TEXTE FOURNI —
La conscience étant, pour l'homme, la faculté de savoir l'état de son activité psychique, elle lui permet de se reconnaître comme sujet. La conscience est donc d'abord la conscience de soi. « Quelle que soit la réponse qu'il donne, celui qui entend l'appel de la conscience découvre la liberté sous la forme du choix : il aurait pu agir autrement qu'il ne l'a fait; un des actes commis par lui aurait pu être autre. La totalité du champ du possible de l'action humaine s'ouvre à lui en même temps que survient la reconnaissance, lourde de conséquences, que c'est à lui qu'il revient de tracer sa voie. » Or en temps de guerre le soldat est le plus souvent hors de lui-même, il n'a pas la pleine conscience de soi, et donc il ne se
sent pas coupable de ses actes criminels. L'arme qu'il porte est comme une prothèse, comme un bouclier qui le protège de la réalité, de sa réalité de combattant. Cette arme le protège de sa conscience, car c'est avec cette arme ( cette machine ) qu'il va tuer, et non avec ses mains.
La démocratie ne nous protège pas du génocide et de la guerre. Elle ne nous protège pas non plus contre la possibilité de devenir un jour un tueur ou un tortionnaire.
« Dans les démocraties, les dirigeants sont élus par tous les citoyens, mais une fois à leur poste, ils sont investis de la même autorité que ceux qui y parviennent par d'autres moyens. Et comme nous avons eu maintes fois l'occasion de le constater, les exigences de l'autorité promue par la voie démocratique peuvent elles aussi entrer en conflit avec la conscience. L'immigration et l'esclavage de millions de Noirs, l'extermination des Indiens d'Amérique, l'internement des citoyens américains d'origine japonaise, l'utilisation du napalm contre les populations civiles du Vietnam représentent autant de politiques impitoyables qui ont été conçues par les autorités d'un pays démocratique et exécutées par l'ensemble de la nation avec la soumission escomptée. Dans chacun de ces cas, des voix se sont élevées au nom de la morale pour flétrir de telles actions, mais la réaction type du citoyen ordinaire a été d'obéir aux ordres. » Stanley Milgram
« Comment un brave garçon peut-il au bout de quelques mois se mettre à tuer ses semblables sans que sa conscience s'y oppose ? Revoyons le processus qui l'amène à cet état de fait. En premier lieu, l'individu doit nécessairement être transféré de sa position initiale en dehors du système militaire à une place définie à l'intérieur de celui-ci. Le libellé bien connu de la feuille d'appel sous les drapeaux fournit le mécanisme officiel
qui va déclencher cette mutation. Le serment de fidélité exigé de la recrue vient encore renforcer son sentiment d'engagement vis-à-vis de son nouveau rôle. Le camp militaire est situé à l'écart de la collectivité pour éviter toute possibilité d'ingérence d'autorités rivales. Récompenses et
punitions sont réparties selon le degré de soumission de la recrue. L'entraînement dure plusieurs semaines. Bien que son objet avoué soit de donner au futur soldat la maîtrise de la technique militaire, son but fondamental est d'abolir en lui toute trace d'individualité. Les heures passées sur le terrain de manoeuvre sont moins destinées à lui apprendre à défiler de façon impeccable qu'à lui inculquer la discipline, à donner une
forme visible à son intégration totale dans un monde organisationnel. Compagnies et sections marchent bientôt comme un seul homme, chacune d'elles obéissant strictement à l'autorité représentée par le sergent instructeur. Ce ne sont plus des groupes d'individus, mais des unités d'automates. Le véritable objet de cet entraînement est de réduire le fantassin à l'état de robot, d'éliminer en lui toute survivance du moi et,
grâce à un temps d'instruction prolongé, de lui faire intérioriser l'acceptation de l'autorité militaire. Avant de transporter les hommes dans la zone de combat, les chefs prennent soin de définir la signification de leur action en la liant aux idéaux reconnus et aux objectifs supérieurs de la société. On répète au nouveau soldat que ceux qu'il va combattre sont les ennemis de sa patrie et qu'elle est en danger tant qu'ils ne sont pas
exterminés. La situation est définie de façon telle que l'action la plus cruelle et la plus inhumaine paraît justifiée. » S. Milgram

Les guerres étaient et sont encore justifiées au nom de la civilisation, au nom de Dieu, de la pureté à retrouver, au nom de la sécurité, au nom de la lutte contre le terrorisme, etc, etc... A nouveau, et comme toujours dans l'histoire de l'humanité, les civils sont et seront les victimes de ces
affrontements meurtriers.

CONSIGNES —
a - Recopiez le passage du texte sur la conscience et la guerre, de « Les guerres étaient » à « affrontements meurtriers. ».
b - Dans les entrées, répétez à l'identique les lignes allant de la ligne contenant « the river, and » à la ligne contenant « column 420, row 93 », ces deux lignes comprises.

Liste des données —

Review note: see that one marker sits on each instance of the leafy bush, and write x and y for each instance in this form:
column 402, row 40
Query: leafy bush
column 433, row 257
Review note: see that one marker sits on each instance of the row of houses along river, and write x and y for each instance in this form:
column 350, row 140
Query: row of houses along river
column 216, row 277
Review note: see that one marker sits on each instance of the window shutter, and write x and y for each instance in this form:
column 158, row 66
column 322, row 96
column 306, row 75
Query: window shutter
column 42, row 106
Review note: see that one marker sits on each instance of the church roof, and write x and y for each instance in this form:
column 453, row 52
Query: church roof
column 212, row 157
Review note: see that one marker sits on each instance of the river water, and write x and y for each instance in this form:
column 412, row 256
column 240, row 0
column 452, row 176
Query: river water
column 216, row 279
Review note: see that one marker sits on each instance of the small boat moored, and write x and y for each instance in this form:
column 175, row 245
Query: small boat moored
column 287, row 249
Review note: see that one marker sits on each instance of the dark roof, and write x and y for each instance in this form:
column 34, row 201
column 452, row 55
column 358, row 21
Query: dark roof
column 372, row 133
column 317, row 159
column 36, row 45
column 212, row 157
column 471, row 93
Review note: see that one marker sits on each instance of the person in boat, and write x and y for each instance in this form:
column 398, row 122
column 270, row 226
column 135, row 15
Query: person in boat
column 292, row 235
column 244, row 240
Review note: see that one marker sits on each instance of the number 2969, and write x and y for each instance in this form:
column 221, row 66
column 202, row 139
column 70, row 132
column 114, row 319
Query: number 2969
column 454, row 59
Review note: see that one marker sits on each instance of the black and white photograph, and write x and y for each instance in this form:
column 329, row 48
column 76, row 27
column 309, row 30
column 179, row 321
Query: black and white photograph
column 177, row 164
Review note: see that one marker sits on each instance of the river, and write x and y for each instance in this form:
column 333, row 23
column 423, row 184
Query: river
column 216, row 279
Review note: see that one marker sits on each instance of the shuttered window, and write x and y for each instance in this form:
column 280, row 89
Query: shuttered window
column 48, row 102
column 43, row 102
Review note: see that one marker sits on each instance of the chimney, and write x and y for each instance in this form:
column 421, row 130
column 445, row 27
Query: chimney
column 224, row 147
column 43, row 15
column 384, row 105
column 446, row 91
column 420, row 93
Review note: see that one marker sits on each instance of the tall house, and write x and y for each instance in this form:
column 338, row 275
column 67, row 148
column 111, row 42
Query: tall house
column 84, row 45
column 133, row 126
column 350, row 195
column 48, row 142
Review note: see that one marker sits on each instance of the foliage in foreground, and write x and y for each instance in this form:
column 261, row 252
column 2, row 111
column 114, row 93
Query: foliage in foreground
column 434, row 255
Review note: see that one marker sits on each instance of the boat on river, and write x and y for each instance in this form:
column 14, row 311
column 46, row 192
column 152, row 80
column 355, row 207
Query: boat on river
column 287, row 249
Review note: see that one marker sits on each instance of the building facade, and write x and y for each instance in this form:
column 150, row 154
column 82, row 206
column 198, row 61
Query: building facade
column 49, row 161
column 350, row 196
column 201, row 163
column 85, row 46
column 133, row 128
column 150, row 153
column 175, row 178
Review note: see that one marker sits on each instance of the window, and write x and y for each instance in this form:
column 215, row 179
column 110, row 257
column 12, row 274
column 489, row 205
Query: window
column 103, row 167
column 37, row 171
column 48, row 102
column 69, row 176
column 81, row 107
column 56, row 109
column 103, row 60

RÉPONSES RÉDIGÉES —
a -
Les guerres étaient et sont encore justifiées au nom de la civilisation, au nom de Dieu, de la pureté à retrouver, au nom de la sécurité, au nom de la lutte contre le terrorisme, etc, etc... A nouveau, et comme toujours dans l'histoire de l'humanité, les civils sont et seront les victimes de ces
affrontements meurtriers.

b -
Review note: see that one marker sits on each instance of the river, and write x and y for each instance in this form:
column 333, row 23
column 423, row 184
Query: river
column 216, row 279
Review note: see that one marker sits on each instance of the shuttered window, and write x and y for each instance in this form:
column 280, row 89
Query: shuttered window
column 48, row 102
column 43, row 102
Review note: see that one marker sits on each instance of the chimney, and write x and y for each instance in this form:
column 421, row 130
column 445, row 27
Query: chimney
column 224, row 147
column 43, row 15
column 384, row 105
column 446, row 91
column 420, row 93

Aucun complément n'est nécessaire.